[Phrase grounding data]
[Start of section]

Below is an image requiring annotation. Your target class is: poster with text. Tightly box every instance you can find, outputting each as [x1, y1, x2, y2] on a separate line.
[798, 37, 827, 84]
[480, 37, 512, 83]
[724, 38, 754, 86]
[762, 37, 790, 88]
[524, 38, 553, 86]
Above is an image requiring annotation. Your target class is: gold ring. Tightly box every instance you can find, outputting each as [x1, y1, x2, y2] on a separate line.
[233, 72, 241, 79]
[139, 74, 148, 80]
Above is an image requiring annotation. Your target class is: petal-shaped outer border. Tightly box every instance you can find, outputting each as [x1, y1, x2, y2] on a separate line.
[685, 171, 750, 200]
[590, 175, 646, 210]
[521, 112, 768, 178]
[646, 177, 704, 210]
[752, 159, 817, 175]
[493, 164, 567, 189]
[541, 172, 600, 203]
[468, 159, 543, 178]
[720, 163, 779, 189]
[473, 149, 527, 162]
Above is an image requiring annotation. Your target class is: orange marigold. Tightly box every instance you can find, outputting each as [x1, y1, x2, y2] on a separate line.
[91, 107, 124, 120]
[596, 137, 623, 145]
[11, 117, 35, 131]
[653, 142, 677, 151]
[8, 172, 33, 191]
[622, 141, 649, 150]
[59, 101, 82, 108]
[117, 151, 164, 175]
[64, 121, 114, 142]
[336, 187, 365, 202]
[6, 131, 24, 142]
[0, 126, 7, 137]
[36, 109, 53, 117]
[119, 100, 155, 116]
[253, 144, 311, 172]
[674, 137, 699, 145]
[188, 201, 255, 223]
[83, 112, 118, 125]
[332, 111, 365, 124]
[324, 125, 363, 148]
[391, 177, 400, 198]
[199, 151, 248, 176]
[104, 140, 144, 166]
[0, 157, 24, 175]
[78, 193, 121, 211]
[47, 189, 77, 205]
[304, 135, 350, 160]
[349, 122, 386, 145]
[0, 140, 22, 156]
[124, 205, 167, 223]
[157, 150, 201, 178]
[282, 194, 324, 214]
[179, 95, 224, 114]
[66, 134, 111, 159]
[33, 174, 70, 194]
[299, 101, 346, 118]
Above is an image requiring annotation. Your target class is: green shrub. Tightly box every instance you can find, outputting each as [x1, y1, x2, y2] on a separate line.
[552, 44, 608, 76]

[End of section]

**TASK TO CARRY OUT**
The reply should consist of the records, reproduced exactly.

**ANSWER SECTION**
Below is an image requiring annotation. Your target class is: poster with text. Tightly box every instance you can find, outputting each as [x1, y1, x2, y2] on a separate line.
[798, 37, 827, 84]
[480, 37, 512, 83]
[724, 38, 754, 86]
[762, 37, 790, 88]
[524, 38, 553, 86]
Above is an image requiring annotation. Your target class is: gold ring. Tightly box every instance you can find, outputting each as [x1, y1, x2, y2] on a separate line.
[233, 72, 241, 79]
[139, 74, 148, 80]
Above is an image requiring annotation. Your target class is: petal-shaped outer border. Tightly box every instance you can find, outputting each as [x1, y1, x2, y2] on a separate line.
[685, 171, 750, 200]
[590, 175, 646, 210]
[521, 112, 768, 178]
[646, 177, 704, 210]
[752, 159, 817, 175]
[493, 164, 567, 189]
[541, 172, 600, 203]
[468, 159, 543, 178]
[720, 163, 779, 189]
[473, 149, 527, 162]
Above is an image requiring annotation. Your target class is: orange marigold. Tightly box every instance you can find, outputting each as [x1, y1, x2, y2] on a separate line.
[91, 107, 124, 120]
[596, 137, 623, 145]
[11, 117, 35, 131]
[653, 142, 677, 151]
[8, 172, 33, 191]
[622, 141, 649, 150]
[59, 101, 82, 108]
[117, 151, 164, 175]
[64, 121, 114, 142]
[336, 187, 365, 202]
[6, 131, 24, 142]
[0, 126, 7, 137]
[36, 109, 53, 117]
[119, 100, 155, 116]
[253, 144, 311, 172]
[674, 137, 699, 145]
[188, 201, 255, 223]
[83, 112, 118, 125]
[332, 111, 365, 124]
[324, 125, 363, 148]
[391, 177, 400, 198]
[199, 151, 248, 176]
[104, 140, 144, 166]
[0, 157, 24, 175]
[78, 193, 121, 211]
[47, 189, 77, 205]
[304, 135, 350, 160]
[349, 122, 386, 145]
[0, 140, 22, 156]
[124, 205, 167, 223]
[157, 150, 201, 178]
[282, 194, 324, 214]
[179, 95, 224, 114]
[66, 134, 111, 159]
[33, 174, 70, 194]
[299, 101, 346, 118]
Above is an image requiring annotation. Your target class is: green shrub. Tightly box every instance you can find, outputting each as [x1, y1, x2, y2] on a separate line.
[552, 44, 608, 76]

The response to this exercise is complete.